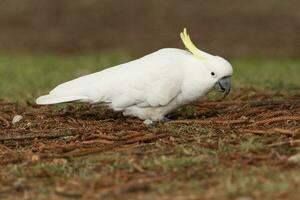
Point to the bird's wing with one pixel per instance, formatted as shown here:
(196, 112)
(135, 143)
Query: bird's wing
(153, 80)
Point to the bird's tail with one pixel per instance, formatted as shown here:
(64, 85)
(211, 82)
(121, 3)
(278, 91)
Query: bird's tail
(54, 99)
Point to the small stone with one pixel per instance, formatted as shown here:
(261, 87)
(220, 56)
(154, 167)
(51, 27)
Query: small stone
(295, 158)
(17, 119)
(148, 122)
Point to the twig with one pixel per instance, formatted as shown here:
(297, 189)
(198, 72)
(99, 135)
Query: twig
(207, 122)
(290, 143)
(37, 135)
(6, 123)
(276, 119)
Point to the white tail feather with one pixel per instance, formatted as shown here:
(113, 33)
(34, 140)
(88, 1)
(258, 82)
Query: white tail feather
(54, 99)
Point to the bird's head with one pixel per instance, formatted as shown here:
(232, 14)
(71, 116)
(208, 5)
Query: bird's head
(218, 69)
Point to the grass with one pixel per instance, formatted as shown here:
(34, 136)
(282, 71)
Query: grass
(24, 77)
(184, 166)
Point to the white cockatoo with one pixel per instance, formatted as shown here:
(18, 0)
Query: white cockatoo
(152, 86)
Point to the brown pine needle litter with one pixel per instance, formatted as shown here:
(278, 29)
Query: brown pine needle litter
(80, 130)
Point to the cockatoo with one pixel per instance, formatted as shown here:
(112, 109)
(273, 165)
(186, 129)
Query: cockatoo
(152, 86)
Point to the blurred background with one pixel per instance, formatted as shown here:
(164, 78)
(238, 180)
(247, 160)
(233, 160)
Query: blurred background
(233, 28)
(46, 42)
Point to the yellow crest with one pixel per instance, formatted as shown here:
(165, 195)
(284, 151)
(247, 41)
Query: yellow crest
(190, 45)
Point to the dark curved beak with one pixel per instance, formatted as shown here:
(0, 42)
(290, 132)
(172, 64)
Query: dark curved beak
(224, 85)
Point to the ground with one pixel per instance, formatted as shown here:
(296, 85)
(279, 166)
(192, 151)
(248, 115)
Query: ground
(243, 147)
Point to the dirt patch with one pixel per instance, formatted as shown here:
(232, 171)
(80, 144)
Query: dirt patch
(72, 131)
(250, 129)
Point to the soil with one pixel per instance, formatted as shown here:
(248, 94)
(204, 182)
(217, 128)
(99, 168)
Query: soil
(71, 131)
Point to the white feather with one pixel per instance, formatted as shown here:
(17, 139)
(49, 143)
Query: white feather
(149, 87)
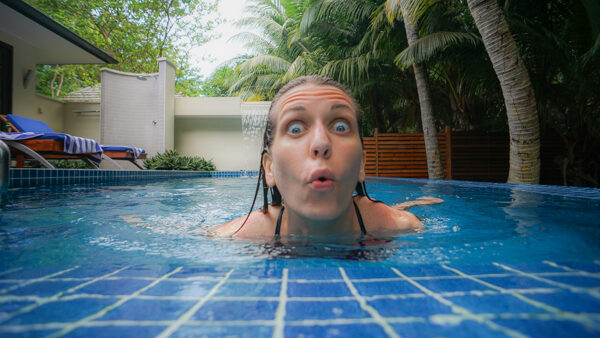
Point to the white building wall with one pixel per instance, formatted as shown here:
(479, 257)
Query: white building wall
(213, 128)
(166, 79)
(132, 111)
(25, 102)
(82, 119)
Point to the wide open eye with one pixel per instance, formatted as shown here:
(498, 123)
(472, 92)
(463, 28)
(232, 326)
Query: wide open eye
(341, 126)
(295, 128)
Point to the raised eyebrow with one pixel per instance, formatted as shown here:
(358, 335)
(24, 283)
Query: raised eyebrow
(341, 106)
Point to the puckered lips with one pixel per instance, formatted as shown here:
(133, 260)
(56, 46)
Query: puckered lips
(321, 180)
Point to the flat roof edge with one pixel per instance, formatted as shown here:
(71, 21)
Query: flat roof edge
(53, 26)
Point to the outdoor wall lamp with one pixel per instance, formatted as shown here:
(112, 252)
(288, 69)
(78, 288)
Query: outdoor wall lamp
(27, 78)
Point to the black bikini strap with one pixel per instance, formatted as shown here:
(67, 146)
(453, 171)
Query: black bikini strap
(360, 222)
(278, 226)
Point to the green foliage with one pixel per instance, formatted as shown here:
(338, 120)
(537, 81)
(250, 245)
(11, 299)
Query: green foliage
(171, 160)
(217, 85)
(69, 164)
(362, 43)
(135, 32)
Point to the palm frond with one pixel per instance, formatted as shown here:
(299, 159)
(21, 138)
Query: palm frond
(271, 62)
(430, 45)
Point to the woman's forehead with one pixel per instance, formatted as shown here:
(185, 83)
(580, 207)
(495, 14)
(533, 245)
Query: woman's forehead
(312, 92)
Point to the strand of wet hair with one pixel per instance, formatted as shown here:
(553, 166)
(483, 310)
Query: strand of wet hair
(261, 174)
(361, 190)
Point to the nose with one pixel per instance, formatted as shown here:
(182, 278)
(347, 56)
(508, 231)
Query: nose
(320, 143)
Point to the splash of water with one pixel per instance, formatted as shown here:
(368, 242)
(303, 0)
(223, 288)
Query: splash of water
(254, 117)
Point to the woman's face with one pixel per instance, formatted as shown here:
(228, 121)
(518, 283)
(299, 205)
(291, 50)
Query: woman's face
(316, 156)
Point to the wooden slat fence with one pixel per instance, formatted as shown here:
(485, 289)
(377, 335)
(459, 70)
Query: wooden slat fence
(402, 155)
(472, 156)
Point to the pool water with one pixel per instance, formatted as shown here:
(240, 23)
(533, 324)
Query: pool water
(166, 223)
(495, 260)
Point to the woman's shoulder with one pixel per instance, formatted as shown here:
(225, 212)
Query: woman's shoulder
(258, 224)
(380, 216)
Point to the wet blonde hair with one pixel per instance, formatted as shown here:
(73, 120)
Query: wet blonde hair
(268, 136)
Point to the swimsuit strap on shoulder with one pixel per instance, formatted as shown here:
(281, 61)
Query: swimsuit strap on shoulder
(278, 225)
(360, 221)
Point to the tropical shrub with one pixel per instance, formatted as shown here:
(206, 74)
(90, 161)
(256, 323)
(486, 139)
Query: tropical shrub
(171, 160)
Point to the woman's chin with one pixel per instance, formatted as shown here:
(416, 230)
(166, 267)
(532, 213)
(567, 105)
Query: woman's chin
(321, 213)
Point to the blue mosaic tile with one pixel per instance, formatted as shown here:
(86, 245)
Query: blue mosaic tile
(38, 177)
(516, 282)
(144, 271)
(6, 308)
(424, 271)
(480, 269)
(582, 266)
(45, 288)
(200, 273)
(569, 301)
(352, 330)
(385, 288)
(534, 267)
(29, 273)
(324, 310)
(117, 331)
(465, 329)
(224, 331)
(549, 328)
(318, 289)
(114, 287)
(28, 334)
(451, 285)
(6, 285)
(494, 304)
(269, 272)
(313, 274)
(258, 289)
(368, 273)
(236, 310)
(176, 288)
(577, 281)
(148, 309)
(62, 311)
(88, 272)
(409, 307)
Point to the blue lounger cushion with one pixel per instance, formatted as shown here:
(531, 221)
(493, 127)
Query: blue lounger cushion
(136, 151)
(26, 124)
(30, 128)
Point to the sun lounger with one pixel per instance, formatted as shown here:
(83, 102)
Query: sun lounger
(130, 154)
(35, 139)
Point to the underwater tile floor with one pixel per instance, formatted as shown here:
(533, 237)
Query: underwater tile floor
(516, 300)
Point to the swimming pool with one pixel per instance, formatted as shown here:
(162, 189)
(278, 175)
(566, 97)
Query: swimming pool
(125, 259)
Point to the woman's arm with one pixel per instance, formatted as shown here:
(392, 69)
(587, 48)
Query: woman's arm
(425, 200)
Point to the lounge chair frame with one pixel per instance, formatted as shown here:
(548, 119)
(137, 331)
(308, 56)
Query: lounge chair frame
(42, 150)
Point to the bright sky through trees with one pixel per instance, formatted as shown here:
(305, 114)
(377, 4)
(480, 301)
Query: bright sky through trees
(209, 56)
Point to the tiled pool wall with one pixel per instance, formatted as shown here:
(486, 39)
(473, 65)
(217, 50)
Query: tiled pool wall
(19, 178)
(560, 190)
(544, 299)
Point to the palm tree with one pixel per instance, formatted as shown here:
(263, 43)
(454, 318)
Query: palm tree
(516, 87)
(280, 53)
(434, 162)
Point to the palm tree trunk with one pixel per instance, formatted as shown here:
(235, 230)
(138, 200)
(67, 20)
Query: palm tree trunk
(432, 150)
(516, 87)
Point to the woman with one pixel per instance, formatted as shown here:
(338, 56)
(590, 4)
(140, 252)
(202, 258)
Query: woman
(312, 161)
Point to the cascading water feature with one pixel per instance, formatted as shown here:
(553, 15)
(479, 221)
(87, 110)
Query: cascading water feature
(254, 117)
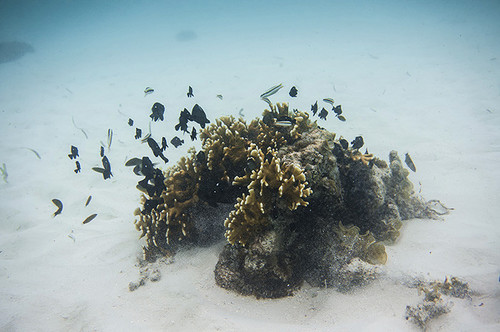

════════

#### DESCRIPTION OF THE TASK:
Everything from the line with "Query: raised eyebrow" through the line with "Point to the flat" in the listing above must be retyped exactly, with nothing added.

#### EXPECTED ANSWER:
Query: raised eyebrow
(341, 106)
Point to the puckered lips with one pixel per instance, formatted as shown here:
(133, 260)
(56, 46)
Query: puckered lips
(321, 180)
Point to the flat roof edge with one pixel per instance, formatted as shown here:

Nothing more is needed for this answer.